▶ **Work to complete**:
Write out, word for word, everything in the text on APA reference accuracy from "We excluded articles" down to "of formatting errors.".

▶ **Text section**:
....

We excluded articles that did not specifically address APA citation style; therefore, studies were excluded if they did not state which styles they assessed or if they did not assess APA style. Future reviews might benefit from including multiple styles, not only APA. Although tools to assess accuracy would be more practical if they were citation style-specific, the vocabulary describing different types of citation accuracy or broad categories of errors could be applicable across all citation styles. Future research may also be advised to include errors in the formatting of the reference page and errors in the formatting of the entire manuscript, including in-text citations. Our review focused on individual reference entries only, but it was interesting to note that a few of our included studies also assessed a broader range of formatting errors.

The fact that our search was limited to English-language results may have prevented us from gathering additional studies with DEI issues. Institutions that emphasize the importance of DEI should consider making resources available to faculty researchers who require translation services.

Finally, five included studies were retrieved as part of the inadvertent search of an aggregate of ProQuest databases, rather than the PQDT database. All five studies were duplicates of other database search results, therefore the error did not result in any additional included articles. We did not determine, however, whether including the PQDT database would have resulted in any additional included studies, and this is a limitation of our review.

Conclusion

This scoping review reveals a fragmented and inconsistent research landscape concerning the formatting accuracy of APA style references. The body of literature on this topic is characterized by a lack of consensus on fundamental aspects of assessment, including methodology, error classification terminology, and reporting metrics. A key methodological challenge highlighted by this review is the considerable variation in the number of reference entries assessed across studies, which ranged from as few as two to over 1,400. Determining an appropriate sample size remains a critical issue for ensuring the rigor and credibility of research in this area. Measures that could be readily used to compare results, such as the “Average Number of Errors per Reference Entry,” were used far less often than simple totals, limiting the potential for cross-study synthesis. Without standardized reporting, the collective value of this body of research is diminished, hindering efforts to identify persistent challenges or track improvements over time.

....

Data pulled from a collection:

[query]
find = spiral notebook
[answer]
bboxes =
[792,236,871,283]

....

▶ **Answer below**:
We excluded articles that did not specifically address APA citation style; therefore, studies were excluded if they did not state which styles they assessed or if they did not assess APA style. Future reviews might benefit from including multiple styles, not only APA. Although tools to assess accuracy would be more practical if they were citation style-specific, the vocabulary describing different types of citation accuracy or broad categories of errors could be applicable across all citation styles. Future research may also be advised to include errors in the formatting of the reference page and errors in the formatting of the entire manuscript, including in-text citations. Our review focused on individual reference entries only, but it was interesting to note that a few of our included studies also assessed a broader range of formatting errors.